§ Job item A:
In the passage on teens' needs below, what percentage of boys said they have a very strong need to be understood and loved?
§ Job item B:
Translate this sentence from the passage on teens' needs into Spanish: "In all cases, girls were more likely to give the strongest rating (a 5 on a scale of 1 to 5), than were boys."

:: Passage ::

Most college students taking Psychology 101 will encounter Maslow's "hierarchy of needs" -- a tiered triangle that outlines human needs from basic food and water at the bottom to self-fulfillment at the top. Would the needs of high school-aged teens fall in line with Maslow's hierarchy or would they have a list of their own? In 2001*, the Gallup Youth Survey asked 13- to 17-year-olds what they considered to be very strong needs in their lives. They went straight to the emotional requirements -- and the "need to be trusted" topped the list.

Followed closely by the "need to be trusted" was the "need to be understood and loved" and the "need to feel safe and secure where I live and go to school." In all cases, girls were more likely to give the strongest rating (a 5 on a scale of 1 to 5), than were boys. The data do not indicate the reason for these differences, but the finding does resonate with girls' ability to communicate needs or express emotions more easily than boys do. A full 87% of girls, for example, say they have a very strong need to be understood and loved, compared to just 67% of boys.

:::
:: Available data ::

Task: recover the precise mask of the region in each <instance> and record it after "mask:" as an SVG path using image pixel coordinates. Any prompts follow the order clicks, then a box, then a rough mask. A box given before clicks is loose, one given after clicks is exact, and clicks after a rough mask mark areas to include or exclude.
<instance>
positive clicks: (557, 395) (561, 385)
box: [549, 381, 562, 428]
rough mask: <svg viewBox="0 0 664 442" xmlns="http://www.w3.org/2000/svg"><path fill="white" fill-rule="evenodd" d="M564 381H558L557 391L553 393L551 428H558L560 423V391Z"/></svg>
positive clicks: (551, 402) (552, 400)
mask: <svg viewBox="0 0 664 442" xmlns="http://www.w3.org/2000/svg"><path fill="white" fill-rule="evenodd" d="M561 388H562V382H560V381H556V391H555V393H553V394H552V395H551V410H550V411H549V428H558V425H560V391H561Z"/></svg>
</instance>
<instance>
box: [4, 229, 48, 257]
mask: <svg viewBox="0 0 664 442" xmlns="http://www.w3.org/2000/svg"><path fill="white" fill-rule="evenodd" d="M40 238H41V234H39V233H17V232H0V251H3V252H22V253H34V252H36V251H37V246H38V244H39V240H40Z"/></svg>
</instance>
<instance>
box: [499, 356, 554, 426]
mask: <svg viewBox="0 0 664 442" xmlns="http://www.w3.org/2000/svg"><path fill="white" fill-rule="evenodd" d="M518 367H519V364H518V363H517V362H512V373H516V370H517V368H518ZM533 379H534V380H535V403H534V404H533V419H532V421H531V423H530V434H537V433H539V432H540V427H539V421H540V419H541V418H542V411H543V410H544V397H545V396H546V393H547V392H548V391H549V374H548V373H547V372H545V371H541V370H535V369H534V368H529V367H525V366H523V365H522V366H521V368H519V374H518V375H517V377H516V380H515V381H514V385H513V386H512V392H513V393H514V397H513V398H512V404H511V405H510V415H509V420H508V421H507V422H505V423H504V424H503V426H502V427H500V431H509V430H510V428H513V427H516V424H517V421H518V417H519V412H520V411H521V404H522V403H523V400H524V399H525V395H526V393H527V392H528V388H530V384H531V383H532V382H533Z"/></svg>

:::

§ Expected answer A:
67%

§ Expected answer B:
En todos los casos, las chicas tenían más probabilidades de dar la calificación más alta (un 5 en una escala del 1 al 5) que los chicos.